[Items listed in a dataset]
# # # # #

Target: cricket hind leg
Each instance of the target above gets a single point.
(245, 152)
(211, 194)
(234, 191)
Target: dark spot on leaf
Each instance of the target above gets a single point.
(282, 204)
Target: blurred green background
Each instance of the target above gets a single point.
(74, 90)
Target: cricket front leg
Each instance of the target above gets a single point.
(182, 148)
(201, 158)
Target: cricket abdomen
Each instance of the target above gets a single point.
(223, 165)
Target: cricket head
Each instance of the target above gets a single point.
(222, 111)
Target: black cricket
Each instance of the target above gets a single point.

# # # # #

From the very first line of the records down to the line with "Target: cricket front leg", please write out each line exactly, including both ends and no other lines.

Target: cricket hind leg
Each instance of the target above gets a single point.
(245, 152)
(211, 194)
(234, 191)
Target: dark spot on leaf
Each instance of the target above gets a single point.
(282, 204)
Target: blurred green background
Each instance of the target above gets a single point.
(74, 90)
Target: cricket front leg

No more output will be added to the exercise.